## TASK TO COMPLETE
Take the line that contains "In the picture above, where can the thatched" as the first line and the final line of the records as the last; return exactly those lines and the lines between.

## AVAILABLE DATA
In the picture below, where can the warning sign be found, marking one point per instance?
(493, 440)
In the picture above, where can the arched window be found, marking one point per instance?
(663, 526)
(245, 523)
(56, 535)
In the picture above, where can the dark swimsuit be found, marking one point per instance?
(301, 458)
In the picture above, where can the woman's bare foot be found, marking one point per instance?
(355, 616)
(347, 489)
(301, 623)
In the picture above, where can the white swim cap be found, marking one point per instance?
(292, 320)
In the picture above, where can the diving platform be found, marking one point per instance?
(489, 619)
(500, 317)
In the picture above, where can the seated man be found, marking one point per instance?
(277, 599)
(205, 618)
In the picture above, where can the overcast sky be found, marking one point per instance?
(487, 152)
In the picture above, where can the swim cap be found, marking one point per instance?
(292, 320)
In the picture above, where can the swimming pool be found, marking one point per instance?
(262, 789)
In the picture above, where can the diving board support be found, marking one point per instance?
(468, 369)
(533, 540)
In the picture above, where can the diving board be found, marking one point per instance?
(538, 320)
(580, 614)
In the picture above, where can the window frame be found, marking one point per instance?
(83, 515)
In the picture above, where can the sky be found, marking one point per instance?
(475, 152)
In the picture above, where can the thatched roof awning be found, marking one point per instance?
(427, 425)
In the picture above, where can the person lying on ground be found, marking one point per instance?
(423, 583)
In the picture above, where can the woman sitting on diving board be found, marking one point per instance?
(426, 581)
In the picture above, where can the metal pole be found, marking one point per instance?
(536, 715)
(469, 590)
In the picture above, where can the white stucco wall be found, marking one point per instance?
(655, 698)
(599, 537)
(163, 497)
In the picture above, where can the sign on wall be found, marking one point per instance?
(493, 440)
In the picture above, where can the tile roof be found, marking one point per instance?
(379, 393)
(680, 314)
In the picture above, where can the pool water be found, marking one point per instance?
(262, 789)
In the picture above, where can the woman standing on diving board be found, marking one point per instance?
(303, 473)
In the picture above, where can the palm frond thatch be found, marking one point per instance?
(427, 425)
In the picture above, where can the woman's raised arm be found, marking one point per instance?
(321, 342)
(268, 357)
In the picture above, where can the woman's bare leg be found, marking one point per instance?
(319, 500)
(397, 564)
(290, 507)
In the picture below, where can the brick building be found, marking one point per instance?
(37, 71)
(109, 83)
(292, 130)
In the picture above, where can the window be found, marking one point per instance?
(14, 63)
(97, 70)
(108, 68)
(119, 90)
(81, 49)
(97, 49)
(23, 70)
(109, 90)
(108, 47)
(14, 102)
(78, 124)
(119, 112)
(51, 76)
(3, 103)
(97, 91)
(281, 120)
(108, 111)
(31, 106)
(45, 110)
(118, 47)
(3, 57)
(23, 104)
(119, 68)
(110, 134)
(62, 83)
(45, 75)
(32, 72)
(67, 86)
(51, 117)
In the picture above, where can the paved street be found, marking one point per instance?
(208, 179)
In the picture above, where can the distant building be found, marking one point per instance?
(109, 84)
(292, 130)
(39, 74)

## TASK SOLUTION
In the picture above, where can the thatched roof awning be found, marking one point per instance?
(427, 425)
In the picture above, where can the person lying on ground be found, marking one point per instance?
(423, 583)
In the picture above, where can the woman sitting on diving board be found, marking one point per instance?
(426, 581)
In the picture above, where can the metal pole be found, marking one point per instance?
(536, 715)
(469, 590)
In the picture above, where can the white stucco wall be found, marking one point per instance?
(655, 698)
(599, 537)
(163, 497)
In the picture above, where can the sign on wall be found, marking one point per instance?
(493, 440)
In the picture above, where can the tile roof be found, marking one point per instance?
(379, 393)
(680, 314)
In the picture above, where can the pool water be found, marking one point per instance?
(262, 789)
In the picture above, where can the woman standing on diving board be found, marking one point per instance?
(303, 473)
In the picture above, where can the palm frond thatch be found, marking one point per instance?
(427, 425)
In the picture above, where can the woman's raised arm be found, marking one point per instance?
(321, 342)
(268, 357)
In the picture above, where can the woman's bare leg be found, marking one point per instance?
(319, 500)
(397, 564)
(290, 507)
In the picture below, where can the brick building be found, marking one point per instance?
(37, 71)
(109, 83)
(292, 130)
In the picture above, where can the window be found, marking one point per instance?
(14, 63)
(97, 70)
(108, 68)
(119, 90)
(81, 49)
(97, 49)
(23, 70)
(109, 90)
(108, 47)
(14, 102)
(78, 124)
(119, 112)
(51, 76)
(3, 103)
(97, 91)
(281, 120)
(108, 111)
(31, 106)
(45, 110)
(118, 47)
(3, 57)
(23, 104)
(119, 68)
(110, 134)
(62, 83)
(45, 75)
(32, 72)
(67, 86)
(51, 117)
In the picture above, where can the paved street be found, marking one point per instance?
(208, 179)
In the picture above, where can the distant building be found, marking one point per instance?
(109, 84)
(292, 130)
(39, 74)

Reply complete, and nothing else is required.